*** Opening Material to process ***

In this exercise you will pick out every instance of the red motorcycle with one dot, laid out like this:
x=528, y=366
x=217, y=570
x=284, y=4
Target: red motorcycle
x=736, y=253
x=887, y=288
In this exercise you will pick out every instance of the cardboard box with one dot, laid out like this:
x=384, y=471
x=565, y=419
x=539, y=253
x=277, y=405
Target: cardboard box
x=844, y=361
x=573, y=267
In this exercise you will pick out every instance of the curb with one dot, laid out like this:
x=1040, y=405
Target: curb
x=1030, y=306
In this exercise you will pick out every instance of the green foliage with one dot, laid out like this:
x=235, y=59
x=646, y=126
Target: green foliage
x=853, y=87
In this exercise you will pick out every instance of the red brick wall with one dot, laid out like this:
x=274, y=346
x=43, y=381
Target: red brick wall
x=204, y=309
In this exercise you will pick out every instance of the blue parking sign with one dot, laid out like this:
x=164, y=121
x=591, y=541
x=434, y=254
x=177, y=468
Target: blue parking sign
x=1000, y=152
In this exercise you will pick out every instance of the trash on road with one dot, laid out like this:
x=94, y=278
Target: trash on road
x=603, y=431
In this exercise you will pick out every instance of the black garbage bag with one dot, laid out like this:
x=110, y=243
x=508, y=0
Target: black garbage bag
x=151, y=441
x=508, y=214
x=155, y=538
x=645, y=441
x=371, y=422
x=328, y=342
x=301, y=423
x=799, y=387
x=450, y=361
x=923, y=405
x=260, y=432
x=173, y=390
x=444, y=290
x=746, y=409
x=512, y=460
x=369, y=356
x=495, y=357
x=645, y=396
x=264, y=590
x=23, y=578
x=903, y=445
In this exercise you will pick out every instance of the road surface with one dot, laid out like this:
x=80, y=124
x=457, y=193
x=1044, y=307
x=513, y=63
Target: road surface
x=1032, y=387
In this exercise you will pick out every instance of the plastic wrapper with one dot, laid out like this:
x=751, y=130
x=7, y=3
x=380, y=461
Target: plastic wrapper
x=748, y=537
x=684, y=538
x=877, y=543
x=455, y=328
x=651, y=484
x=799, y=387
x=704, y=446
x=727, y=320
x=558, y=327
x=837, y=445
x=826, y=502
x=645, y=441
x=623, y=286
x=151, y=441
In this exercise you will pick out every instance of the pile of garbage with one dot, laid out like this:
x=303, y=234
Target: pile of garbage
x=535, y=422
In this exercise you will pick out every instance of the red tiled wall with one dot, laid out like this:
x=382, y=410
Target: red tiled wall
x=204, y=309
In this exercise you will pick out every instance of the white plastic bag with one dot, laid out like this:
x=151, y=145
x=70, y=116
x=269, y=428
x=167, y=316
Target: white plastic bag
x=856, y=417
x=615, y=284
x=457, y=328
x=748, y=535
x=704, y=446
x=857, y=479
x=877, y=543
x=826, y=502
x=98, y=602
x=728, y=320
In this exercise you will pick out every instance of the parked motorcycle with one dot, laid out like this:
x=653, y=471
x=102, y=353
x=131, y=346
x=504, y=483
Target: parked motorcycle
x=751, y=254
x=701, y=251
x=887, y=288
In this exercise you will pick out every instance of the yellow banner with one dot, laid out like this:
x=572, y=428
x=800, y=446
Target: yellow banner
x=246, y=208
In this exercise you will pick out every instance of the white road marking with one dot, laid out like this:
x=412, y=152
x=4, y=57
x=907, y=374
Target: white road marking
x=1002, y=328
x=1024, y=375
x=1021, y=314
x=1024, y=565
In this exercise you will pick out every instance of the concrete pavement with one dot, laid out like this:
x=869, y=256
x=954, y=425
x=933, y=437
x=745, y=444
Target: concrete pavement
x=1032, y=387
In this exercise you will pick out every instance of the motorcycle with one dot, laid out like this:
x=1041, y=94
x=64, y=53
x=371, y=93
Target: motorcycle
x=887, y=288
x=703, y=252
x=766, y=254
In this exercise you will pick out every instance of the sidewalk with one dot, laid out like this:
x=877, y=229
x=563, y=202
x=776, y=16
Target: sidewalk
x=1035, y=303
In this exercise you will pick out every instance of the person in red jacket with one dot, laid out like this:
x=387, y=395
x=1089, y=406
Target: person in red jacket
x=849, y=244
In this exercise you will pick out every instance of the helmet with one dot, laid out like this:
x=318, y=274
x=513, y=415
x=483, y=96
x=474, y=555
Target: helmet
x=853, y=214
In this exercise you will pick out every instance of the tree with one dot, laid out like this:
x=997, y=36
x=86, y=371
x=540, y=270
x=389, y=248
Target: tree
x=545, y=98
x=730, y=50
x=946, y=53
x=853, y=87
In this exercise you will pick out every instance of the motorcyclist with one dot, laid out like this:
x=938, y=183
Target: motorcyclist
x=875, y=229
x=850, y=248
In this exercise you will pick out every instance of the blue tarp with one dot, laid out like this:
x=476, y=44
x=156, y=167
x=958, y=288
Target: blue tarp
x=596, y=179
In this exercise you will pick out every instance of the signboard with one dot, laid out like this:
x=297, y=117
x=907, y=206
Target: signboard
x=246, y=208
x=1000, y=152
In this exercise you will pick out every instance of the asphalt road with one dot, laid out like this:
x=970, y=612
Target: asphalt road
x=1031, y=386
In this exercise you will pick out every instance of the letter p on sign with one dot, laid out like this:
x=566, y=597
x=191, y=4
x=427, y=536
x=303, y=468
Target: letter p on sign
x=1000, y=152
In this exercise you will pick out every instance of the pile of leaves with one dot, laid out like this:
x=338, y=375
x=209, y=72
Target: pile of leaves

*** Closing Material to process ***

• _Try it_:
Search the entries for the word "leaves" and copy every line that has it.

• _Result of this task_:
In this exercise you will pick out every instance of the pile of leaves with one dot, laid out like this:
Target: pile of leaves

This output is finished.